Parallel universes (http://en.wikipedia.org/wiki/Parallel_universe_(fiction)) have long been a staple of science fiction. But according to a radical new theory of quantum mechanics (https://journals.aps.org/prx/abstract/10.1103/PhysRevX.4.041013#abstract) published Oct. 23 in the journal Physical Review X, other universes are real--and they exist in vast numbers. What's more, the scientists behind the theory say the other universes exert a subtle repulsive force on our own universe--and that this force is what makes the quantum realm so mind-bendingly bizarre (http://www.physics.org/toplistdetail.asp?id=17).
"Any explanation of quantum phenomena is going to be weird, and standard quantum mechanics does not really offer any explanation at all--it just makes predictions for laboratory experiments," Prof. Howard Wiseman, a physicist at Griffith University in Brisbane, Australia, and one of the creators of the new "many interacting worlds" theory (http://phys.org/news/2014-10-interacting-worlds-theory-scientists-interaction.html), told The Huffington Post in an email. "Our new explanation...is that there are ordinary (non-quantum) parallel worlds which interact in a particular and subtle way."


The theory is a new twist on the so-called "many worlds interpretation" of quantum mechanics, which dates back to the 1950s. As Wiseman explained (https://app.griffith.edu.au/news/2014/10/27/new-quantum-theory-is-out-of-this-parallel-world/) in a written statement issued by the university:

"In the well-known 'many worlds interpretation,' each universe branches into a bunch of new universes each time a quantum measurement is made. All possibilities are therefore realized--in some universes the dinosaur-killing asteroid missed Earth. In others, Australia was colonised by the Portuguese. But critics question the reality of these other universes, since they do not influence our universe at all. On this score, our 'many interacting worlds' approach is completely different, as the name implies."

## Data

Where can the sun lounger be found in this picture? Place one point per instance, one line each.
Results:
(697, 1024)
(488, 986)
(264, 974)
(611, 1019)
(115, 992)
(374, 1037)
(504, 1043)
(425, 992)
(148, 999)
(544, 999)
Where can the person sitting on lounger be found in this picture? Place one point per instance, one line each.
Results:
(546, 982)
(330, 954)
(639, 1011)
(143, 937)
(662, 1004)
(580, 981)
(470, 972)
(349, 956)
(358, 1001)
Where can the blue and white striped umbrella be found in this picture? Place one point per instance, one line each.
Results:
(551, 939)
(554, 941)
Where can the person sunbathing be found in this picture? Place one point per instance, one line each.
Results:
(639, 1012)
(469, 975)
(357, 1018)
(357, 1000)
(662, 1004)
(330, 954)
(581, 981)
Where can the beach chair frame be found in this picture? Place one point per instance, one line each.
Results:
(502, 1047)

## Exercise details
Extract the article on the "many interacting worlds" theory of quantum mechanics word for word, in full.

## Solution for this exercise
Parallel universes (http://en.wikipedia.org/wiki/Parallel_universe_(fiction)) have long been a staple of science fiction. But according to a radical new theory of quantum mechanics (https://journals.aps.org/prx/abstract/10.1103/PhysRevX.4.041013#abstract) published Oct. 23 in the journal Physical Review X, other universes are real--and they exist in vast numbers. What's more, the scientists behind the theory say the other universes exert a subtle repulsive force on our own universe--and that this force is what makes the quantum realm so mind-bendingly bizarre (http://www.physics.org/toplistdetail.asp?id=17).
"Any explanation of quantum phenomena is going to be weird, and standard quantum mechanics does not really offer any explanation at all--it just makes predictions for laboratory experiments," Prof. Howard Wiseman, a physicist at Griffith University in Brisbane, Australia, and one of the creators of the new "many interacting worlds" theory (http://phys.org/news/2014-10-interacting-worlds-theory-scientists-interaction.html), told The Huffington Post in an email. "Our new explanation...is that there are ordinary (non-quantum) parallel worlds which interact in a particular and subtle way."


The theory is a new twist on the so-called "many worlds interpretation" of quantum mechanics, which dates back to the 1950s. As Wiseman explained (https://app.griffith.edu.au/news/2014/10/27/new-quantum-theory-is-out-of-this-parallel-world/) in a written statement issued by the university:

"In the well-known 'many worlds interpretation,' each universe branches into a bunch of new universes each time a quantum measurement is made. All possibilities are therefore realized--in some universes the dinosaur-killing asteroid missed Earth. In others, Australia was colonised by the Portuguese. But critics question the reality of these other universes, since they do not influence our universe at all. On this score, our 'many interacting worlds' approach is completely different, as the name implies."